◆ **Text passage**
======

There is something I did not know!


----------



## Jezport (Jun 19, 2008)

*Re: Alloy*



teemyob said:


> Jezport said:
> 
> 
> > We have a Frankia, and is GRP with alloy studwork. Ours is on a 2005 coach built Al-ko tag chassis.
> ...


I have a 2005 sales brochure, otherwise I wouldnt know.


----------



## EuropeanCampers (Mar 28, 2008)

coppo said:


> GEH007
> i,ve sent you my email did you receive, not sure it worked as i,m using a dongle at the minute and the signal is rubbish.
> 
> Paul.


Email on its way Paul. Its a 10 meg pdf though!


----------



## coppo (May 27, 2009)

Cheers for that email
I,ll see if it downloads with this bleeding rubbish signal.

So you think that Hymer do not use a frame then in the walls?

Paul.


----------



## neilbes (Oct 16, 2006)

hymer construction gumph


----------



## EuropeanCampers (Mar 28, 2008)

Well ive never seen any reference to wood frames in descriptions or photos. Thats not to say they dont I guess.

Mind you, wood or not, all the German makers never seem to have any issue with rigidity, quality or water ingress so is it any issue? Is there really a best way? They all seem to work well.

And to be fair, even when I have read about the odd water ingress issue on some British vans, it has tended to be an issue with floors. Walls and roof dont seem to give much trouble and I havent a clue what their process/construction is.


----------



## EuropeanCampers (Mar 28, 2008)

neilbes said:


> hymer construction gumph


Thanks for that, very interesting.

There is specific mention of the fact there are no wooden frames in the construction Paul.


----------



## b16duv (Feb 14, 2006)

GEH007 said:


> Well ive never seen any reference to wood frames in descriptions or photos. Thats not to say they dont I guess.
> 
> Mind you, wood or not, all the German makers never seem to have any issue with rigidity, quality or water ingress so is it any issue? Is there really a best way? They all seem to work well.
> 
> And to be fair, even when I have read about the odd water ingress issue on some British vans, it has tended to be an issue with floors. Walls and roof dont seem to give much trouble and I havent a clue what their process/construction is.


I had a Euramobil and it leaked at the roof/wall join over the luton.

My mate had one that leaked at the cab doors (a-class)

Other than that, fine vans!

======

(Entries from a point annotation set)
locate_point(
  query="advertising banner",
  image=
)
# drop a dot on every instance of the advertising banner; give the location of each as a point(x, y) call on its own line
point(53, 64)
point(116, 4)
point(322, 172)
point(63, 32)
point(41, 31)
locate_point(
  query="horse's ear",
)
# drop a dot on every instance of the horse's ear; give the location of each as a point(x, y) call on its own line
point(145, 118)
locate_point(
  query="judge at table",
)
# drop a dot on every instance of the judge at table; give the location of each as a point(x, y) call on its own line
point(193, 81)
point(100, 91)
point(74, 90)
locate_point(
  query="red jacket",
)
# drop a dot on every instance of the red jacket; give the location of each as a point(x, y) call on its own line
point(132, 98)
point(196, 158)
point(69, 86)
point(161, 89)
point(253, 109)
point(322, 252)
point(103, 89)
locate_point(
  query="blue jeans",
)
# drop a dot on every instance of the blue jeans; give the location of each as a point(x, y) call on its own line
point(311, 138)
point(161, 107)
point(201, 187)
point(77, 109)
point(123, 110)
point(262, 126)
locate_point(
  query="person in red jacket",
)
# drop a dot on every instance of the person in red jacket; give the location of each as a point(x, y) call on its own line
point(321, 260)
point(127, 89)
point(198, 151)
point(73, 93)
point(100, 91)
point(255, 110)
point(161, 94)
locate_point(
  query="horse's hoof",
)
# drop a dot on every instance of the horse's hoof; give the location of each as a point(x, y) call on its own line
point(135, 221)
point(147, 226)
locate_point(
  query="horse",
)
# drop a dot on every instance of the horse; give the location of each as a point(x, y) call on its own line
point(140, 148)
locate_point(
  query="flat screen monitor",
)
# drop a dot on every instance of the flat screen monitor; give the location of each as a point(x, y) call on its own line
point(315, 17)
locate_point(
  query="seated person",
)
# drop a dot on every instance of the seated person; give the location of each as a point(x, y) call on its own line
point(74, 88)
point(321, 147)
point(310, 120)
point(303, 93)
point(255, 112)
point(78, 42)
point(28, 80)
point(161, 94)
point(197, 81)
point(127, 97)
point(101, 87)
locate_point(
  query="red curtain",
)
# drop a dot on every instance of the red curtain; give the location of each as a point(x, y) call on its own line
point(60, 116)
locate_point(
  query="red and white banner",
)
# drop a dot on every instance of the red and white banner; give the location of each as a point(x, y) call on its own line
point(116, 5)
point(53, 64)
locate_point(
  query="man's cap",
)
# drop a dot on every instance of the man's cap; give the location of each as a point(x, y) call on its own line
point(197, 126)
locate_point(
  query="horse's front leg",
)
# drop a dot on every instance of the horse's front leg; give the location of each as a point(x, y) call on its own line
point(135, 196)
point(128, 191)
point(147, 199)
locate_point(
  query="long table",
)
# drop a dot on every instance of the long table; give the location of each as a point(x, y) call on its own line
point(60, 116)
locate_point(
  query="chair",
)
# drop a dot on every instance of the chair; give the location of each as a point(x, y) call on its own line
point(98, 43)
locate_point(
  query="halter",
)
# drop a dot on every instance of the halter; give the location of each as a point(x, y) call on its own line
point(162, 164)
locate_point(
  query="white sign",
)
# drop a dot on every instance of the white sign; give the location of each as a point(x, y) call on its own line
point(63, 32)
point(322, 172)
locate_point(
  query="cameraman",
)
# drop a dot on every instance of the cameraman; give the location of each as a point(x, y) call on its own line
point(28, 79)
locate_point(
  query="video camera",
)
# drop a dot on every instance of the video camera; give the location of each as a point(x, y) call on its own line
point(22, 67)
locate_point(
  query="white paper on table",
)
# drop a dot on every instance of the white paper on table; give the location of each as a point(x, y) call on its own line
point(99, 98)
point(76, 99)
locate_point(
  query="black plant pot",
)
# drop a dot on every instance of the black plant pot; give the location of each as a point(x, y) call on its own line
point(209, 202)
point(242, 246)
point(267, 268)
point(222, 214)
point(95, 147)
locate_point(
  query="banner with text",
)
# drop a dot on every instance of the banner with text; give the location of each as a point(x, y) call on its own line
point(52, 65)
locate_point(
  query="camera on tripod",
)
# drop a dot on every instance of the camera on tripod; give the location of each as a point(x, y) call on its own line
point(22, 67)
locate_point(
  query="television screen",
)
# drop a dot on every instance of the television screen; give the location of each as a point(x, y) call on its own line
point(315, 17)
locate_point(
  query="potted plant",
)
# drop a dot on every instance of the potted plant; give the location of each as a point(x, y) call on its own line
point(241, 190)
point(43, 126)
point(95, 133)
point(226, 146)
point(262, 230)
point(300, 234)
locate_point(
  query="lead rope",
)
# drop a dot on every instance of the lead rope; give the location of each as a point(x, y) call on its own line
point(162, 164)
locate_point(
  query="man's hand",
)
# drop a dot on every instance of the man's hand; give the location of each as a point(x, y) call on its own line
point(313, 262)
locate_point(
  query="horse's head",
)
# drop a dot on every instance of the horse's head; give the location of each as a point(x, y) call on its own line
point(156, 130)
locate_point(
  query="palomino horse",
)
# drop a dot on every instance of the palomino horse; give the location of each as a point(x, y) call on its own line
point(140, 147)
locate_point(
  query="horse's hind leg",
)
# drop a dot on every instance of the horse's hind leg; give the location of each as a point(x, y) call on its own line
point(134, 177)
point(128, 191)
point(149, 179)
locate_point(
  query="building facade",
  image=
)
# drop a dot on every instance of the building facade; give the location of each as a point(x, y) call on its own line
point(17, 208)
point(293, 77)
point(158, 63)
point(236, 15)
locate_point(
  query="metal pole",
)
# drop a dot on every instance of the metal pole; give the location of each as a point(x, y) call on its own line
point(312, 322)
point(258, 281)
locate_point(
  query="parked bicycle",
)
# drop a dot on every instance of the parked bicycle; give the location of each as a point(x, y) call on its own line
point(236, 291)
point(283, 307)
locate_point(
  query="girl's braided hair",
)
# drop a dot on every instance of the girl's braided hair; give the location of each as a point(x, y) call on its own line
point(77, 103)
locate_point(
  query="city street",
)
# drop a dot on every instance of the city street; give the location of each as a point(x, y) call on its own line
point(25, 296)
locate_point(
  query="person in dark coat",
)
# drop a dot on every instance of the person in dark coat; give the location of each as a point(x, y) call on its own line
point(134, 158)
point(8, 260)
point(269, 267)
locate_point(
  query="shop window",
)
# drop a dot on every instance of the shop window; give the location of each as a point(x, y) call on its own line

======

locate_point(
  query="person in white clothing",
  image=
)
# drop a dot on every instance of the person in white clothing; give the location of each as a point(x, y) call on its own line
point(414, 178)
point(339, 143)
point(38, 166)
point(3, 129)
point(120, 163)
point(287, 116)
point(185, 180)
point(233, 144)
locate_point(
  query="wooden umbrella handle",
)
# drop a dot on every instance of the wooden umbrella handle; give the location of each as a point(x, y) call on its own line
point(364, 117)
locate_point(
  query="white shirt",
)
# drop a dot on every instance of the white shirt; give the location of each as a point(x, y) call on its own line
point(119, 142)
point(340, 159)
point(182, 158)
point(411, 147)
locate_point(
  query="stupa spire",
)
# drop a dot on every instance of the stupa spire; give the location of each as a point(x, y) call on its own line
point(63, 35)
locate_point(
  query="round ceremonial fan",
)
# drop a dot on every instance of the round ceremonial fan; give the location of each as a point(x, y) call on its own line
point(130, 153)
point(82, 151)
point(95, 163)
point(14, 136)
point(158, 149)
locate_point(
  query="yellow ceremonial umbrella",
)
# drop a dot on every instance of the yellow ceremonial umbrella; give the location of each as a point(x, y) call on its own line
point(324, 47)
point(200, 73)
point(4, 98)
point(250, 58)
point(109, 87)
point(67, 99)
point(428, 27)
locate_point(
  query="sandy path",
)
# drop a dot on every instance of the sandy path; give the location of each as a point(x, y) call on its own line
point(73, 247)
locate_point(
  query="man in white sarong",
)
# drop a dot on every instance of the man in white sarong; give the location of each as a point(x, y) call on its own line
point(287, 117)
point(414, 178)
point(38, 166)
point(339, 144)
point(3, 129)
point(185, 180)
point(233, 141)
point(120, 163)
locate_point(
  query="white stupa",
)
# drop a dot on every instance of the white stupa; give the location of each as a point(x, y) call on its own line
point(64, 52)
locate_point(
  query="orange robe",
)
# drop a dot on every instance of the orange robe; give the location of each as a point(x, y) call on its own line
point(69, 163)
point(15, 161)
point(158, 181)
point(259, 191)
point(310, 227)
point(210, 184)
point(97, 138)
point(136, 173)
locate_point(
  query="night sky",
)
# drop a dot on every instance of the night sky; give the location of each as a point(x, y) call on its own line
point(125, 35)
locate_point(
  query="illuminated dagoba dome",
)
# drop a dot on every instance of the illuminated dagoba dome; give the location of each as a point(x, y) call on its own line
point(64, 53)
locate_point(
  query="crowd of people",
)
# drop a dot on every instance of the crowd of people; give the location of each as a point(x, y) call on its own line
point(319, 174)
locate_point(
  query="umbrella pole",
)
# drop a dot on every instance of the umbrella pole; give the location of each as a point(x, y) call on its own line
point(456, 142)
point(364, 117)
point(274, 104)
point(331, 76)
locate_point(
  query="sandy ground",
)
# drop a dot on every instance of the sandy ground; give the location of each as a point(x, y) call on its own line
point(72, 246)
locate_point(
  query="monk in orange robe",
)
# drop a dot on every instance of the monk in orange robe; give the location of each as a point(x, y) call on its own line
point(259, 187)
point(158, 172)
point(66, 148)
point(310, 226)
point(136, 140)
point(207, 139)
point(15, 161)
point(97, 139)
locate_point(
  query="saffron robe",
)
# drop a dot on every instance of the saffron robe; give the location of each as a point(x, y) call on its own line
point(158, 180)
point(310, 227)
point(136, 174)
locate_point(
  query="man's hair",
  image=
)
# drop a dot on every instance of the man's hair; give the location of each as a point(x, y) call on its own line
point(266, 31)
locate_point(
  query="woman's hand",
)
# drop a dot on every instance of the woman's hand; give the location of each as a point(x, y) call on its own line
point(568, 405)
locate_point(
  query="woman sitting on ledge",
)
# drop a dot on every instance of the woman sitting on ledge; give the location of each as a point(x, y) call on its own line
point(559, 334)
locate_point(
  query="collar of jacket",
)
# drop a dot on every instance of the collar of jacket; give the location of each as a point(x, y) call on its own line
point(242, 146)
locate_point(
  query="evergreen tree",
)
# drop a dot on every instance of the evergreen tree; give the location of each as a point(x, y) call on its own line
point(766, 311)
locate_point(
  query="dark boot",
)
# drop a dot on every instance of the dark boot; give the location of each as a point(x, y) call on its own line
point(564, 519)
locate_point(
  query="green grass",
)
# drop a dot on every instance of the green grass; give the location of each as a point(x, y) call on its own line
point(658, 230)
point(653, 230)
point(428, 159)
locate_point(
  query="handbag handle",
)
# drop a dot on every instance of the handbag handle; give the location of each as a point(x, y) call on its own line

======

◆ **To be done**
1) List each distinct username that appears as a post header (after ##) in the motorhome forum thread.
2) Continue the motorhome forum thread from its last sentence.
None of these lines are needed.

◆ **Set of answers**
1) Jezport, EuropeanCampers, coppo, neilbes, b16duv

2)
David


----------



## CliveMott (Mar 10, 2008)

Motorhomes without any timber in the frame are best. An all aluminium wall and roof consruction mean that these cannot get damp rot either. Leak perhaps but after dry out and re-seal will be OK again.

Concorde have such a construction as we found after purchase. The inside ally skin is covered with a baize like material, similar to that used by Murvi.

c.


----------



## coppo (May 27, 2009)

Yes thanks for that neilbes, definitely says no wood.
I,m gunna be asking peter hambilton the next time were down about construction cos some of the crashed ones i,ve seen have wood in them.

Paul.


----------



## EuropeanCampers (Mar 28, 2008)

coppo said:


> Yes thanks for that neilbes, definitely says no wood.
> I,m gunna be asking peter hambilton the next time were down about construction cos some of the crashed ones i,ve seen have wood in them.
> 
> Paul.


It wasnt just some internal marine ply stuff you saw was it Paul? Thats mentioned in that article.

As Clive says though, you can't go wrong with Ali and PU so count yourself lucky


----------



## coppo (May 27, 2009)

Do concordes have aluminium roof as well as walls?
I thought that an ally roof got very damaged with hail.

Paul.


----------



## EuropeanCampers (Mar 28, 2008)

My old Hymer certainly had an Ali roof. Not been up on this one yet, but I think they still do dont they? Just have GRP or such for cosmetics over joints?

I think the PUAL method is roof as well.


----------



## coppo (May 27, 2009)

No it was definitely wooden battens i saw.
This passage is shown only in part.